▸ What you will do:
The records below are to be quoted in full; please keep every word exact.

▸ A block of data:
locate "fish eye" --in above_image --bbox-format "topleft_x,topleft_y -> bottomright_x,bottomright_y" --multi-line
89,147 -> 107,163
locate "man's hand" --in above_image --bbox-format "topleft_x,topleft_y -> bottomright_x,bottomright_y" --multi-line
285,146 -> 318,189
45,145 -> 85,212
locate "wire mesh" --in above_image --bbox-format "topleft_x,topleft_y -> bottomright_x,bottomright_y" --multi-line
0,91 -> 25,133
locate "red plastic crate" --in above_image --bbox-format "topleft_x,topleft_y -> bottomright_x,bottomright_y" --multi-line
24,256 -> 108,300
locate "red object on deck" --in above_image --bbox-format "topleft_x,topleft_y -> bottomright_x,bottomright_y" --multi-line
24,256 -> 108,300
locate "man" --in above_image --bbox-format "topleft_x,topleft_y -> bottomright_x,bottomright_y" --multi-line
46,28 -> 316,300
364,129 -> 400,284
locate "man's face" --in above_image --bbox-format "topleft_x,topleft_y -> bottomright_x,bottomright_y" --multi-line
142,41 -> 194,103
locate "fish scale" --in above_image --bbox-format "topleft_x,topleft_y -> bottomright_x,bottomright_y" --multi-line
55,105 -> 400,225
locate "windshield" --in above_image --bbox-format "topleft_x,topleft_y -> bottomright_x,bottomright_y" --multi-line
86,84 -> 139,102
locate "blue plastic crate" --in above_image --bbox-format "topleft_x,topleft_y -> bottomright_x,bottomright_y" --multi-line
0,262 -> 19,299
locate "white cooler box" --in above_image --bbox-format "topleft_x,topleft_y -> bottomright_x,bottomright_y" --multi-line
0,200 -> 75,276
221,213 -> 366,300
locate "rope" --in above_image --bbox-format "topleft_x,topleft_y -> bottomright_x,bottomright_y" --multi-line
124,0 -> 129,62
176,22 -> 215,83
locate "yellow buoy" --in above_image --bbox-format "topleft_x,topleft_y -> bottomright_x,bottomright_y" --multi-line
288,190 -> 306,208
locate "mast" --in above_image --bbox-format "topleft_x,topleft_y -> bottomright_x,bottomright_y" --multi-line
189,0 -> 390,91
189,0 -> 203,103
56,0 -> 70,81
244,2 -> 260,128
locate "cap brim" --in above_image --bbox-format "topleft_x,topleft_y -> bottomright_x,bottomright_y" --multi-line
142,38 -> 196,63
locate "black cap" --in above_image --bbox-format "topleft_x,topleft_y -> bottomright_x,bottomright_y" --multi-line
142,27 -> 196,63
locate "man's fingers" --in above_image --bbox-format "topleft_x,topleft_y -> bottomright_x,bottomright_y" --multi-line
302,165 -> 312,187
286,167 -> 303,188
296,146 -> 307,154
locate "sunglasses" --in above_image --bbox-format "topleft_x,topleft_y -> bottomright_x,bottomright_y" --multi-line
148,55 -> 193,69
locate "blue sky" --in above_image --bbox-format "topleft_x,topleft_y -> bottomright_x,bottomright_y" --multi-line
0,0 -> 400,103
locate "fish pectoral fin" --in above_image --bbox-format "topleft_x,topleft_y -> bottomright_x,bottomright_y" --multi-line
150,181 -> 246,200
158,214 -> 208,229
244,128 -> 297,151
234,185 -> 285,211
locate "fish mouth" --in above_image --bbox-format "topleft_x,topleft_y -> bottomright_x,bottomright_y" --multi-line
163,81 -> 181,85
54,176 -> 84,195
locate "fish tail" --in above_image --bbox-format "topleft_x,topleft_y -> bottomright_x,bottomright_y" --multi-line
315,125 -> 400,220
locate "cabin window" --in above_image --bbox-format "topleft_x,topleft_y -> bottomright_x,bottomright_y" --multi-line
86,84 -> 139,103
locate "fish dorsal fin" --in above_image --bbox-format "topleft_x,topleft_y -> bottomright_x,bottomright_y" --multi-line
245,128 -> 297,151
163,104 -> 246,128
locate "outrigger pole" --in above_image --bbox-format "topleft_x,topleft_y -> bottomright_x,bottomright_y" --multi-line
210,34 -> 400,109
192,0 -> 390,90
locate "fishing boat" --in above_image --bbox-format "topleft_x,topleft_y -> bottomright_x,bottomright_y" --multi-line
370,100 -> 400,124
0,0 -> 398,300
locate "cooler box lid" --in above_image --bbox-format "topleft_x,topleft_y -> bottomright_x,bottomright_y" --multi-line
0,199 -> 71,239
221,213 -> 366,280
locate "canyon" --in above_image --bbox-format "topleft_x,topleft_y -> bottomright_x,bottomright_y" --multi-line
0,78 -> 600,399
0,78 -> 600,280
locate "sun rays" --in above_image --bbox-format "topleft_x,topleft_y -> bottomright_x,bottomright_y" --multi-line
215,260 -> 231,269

▸ Solution below:
locate "fish eye" --in above_image --bbox-format "topleft_x,topleft_y -> bottomright_x,bottomright_y" --multi-line
89,147 -> 107,163
locate "man's hand" --in above_image --bbox-format "topleft_x,topleft_y -> bottomright_x,bottomright_y" --multi-line
285,146 -> 318,189
45,145 -> 85,212
locate "wire mesh" --in above_image --bbox-format "topleft_x,topleft_y -> bottomright_x,bottomright_y" --multi-line
0,91 -> 25,133
locate "red plastic crate" --in above_image --bbox-format "topleft_x,topleft_y -> bottomright_x,bottomright_y" --multi-line
24,256 -> 108,300
locate "red object on deck" --in above_image --bbox-format "topleft_x,topleft_y -> bottomright_x,bottomright_y" --multi-line
24,256 -> 108,300
locate "man" --in above_image --bbox-format "topleft_x,topleft_y -> bottomright_x,bottomright_y" --multi-line
46,28 -> 316,300
364,129 -> 400,284
locate "man's face" --in above_image --bbox-format "topleft_x,topleft_y -> bottomright_x,bottomright_y" --multi-line
142,41 -> 194,103
locate "fish scale" --in above_image --bbox-format "topleft_x,topleft_y -> bottomright_x,bottomright_y" --multi-line
55,105 -> 400,225
locate "windshield" --in above_image --bbox-format "topleft_x,topleft_y -> bottomright_x,bottomright_y" --multi-line
86,84 -> 139,102
locate "blue plastic crate" --in above_image --bbox-format "topleft_x,topleft_y -> bottomright_x,bottomright_y" --multi-line
0,262 -> 19,299
locate "white cooler box" --in above_image --bbox-format "topleft_x,topleft_y -> bottomright_x,bottomright_y" --multi-line
0,200 -> 75,276
221,213 -> 366,300
locate "rope" --in above_image --bbox-format "topleft_x,topleft_y -> bottomright_x,bottomright_y" --multi-line
124,0 -> 129,62
176,22 -> 215,83
locate "yellow buoy" --in above_image --bbox-format "topleft_x,topleft_y -> bottomright_x,bottomright_y" --multi-line
288,190 -> 306,208
locate "mast" --in above_image --bbox-format "topleft_x,topleft_y -> bottomright_x,bottomright_y" --multi-line
189,0 -> 390,91
189,0 -> 203,103
56,0 -> 70,81
244,2 -> 260,128
locate "cap brim" --in above_image --bbox-format "topleft_x,topleft_y -> bottomright_x,bottomright_y" --multi-line
142,38 -> 196,63
locate "black cap" --in above_image --bbox-format "topleft_x,topleft_y -> bottomright_x,bottomright_y" --multi-line
142,27 -> 196,63
locate "man's fingers" --in above_image --bbox-format "topleft_x,topleft_y -> bottomright_x,bottomright_y" --multi-line
302,165 -> 312,187
286,167 -> 303,188
296,146 -> 307,154
locate "sunglasses" --in above_image --bbox-format "topleft_x,topleft_y -> bottomright_x,bottomright_y" --multi-line
148,55 -> 193,69
locate "blue sky" --in above_image --bbox-format "topleft_x,topleft_y -> bottomright_x,bottomright_y" --multi-line
0,0 -> 400,103
locate "fish pectoral fin" --in above_image --bbox-format "topleft_x,topleft_y -> bottomright_x,bottomright_y" --multi-line
150,181 -> 246,200
158,214 -> 208,229
244,128 -> 297,151
234,185 -> 285,211
locate "fish mouth" --in above_image --bbox-format "topleft_x,topleft_y -> bottomright_x,bottomright_y" --multi-line
163,81 -> 181,85
54,176 -> 84,195
locate "fish tail" --in above_image --bbox-format "topleft_x,topleft_y -> bottomright_x,bottomright_y" --multi-line
315,125 -> 400,220
locate "cabin window" --in above_image --bbox-format "topleft_x,topleft_y -> bottomright_x,bottomright_y" --multi-line
86,84 -> 139,103
locate "fish dorsal fin" --in above_image --bbox-format "topleft_x,topleft_y -> bottomright_x,bottomright_y" --multi-line
245,128 -> 297,151
163,104 -> 246,128
locate "outrigger pole" --in above_image --bbox-format "topleft_x,topleft_y -> bottomright_x,bottomright_y" --multi-line
210,34 -> 400,109
192,0 -> 390,90
locate "fishing boat" --in above_image --bbox-format "topleft_x,topleft_y -> bottomright_x,bottomright_y" --multi-line
370,100 -> 400,124
0,0 -> 398,300
locate "cooler box lid" --in above_image --bbox-format "topleft_x,topleft_y -> bottomright_x,bottomright_y" --multi-line
0,199 -> 71,239
221,213 -> 366,280
locate "canyon" --in above_image --bbox-format "topleft_x,topleft_y -> bottomright_x,bottomright_y" --multi-line
0,78 -> 600,399
0,78 -> 600,280
locate "sun rays" --in above_image --bbox-format "topleft_x,topleft_y -> bottomright_x,bottomright_y" --multi-line
215,260 -> 231,269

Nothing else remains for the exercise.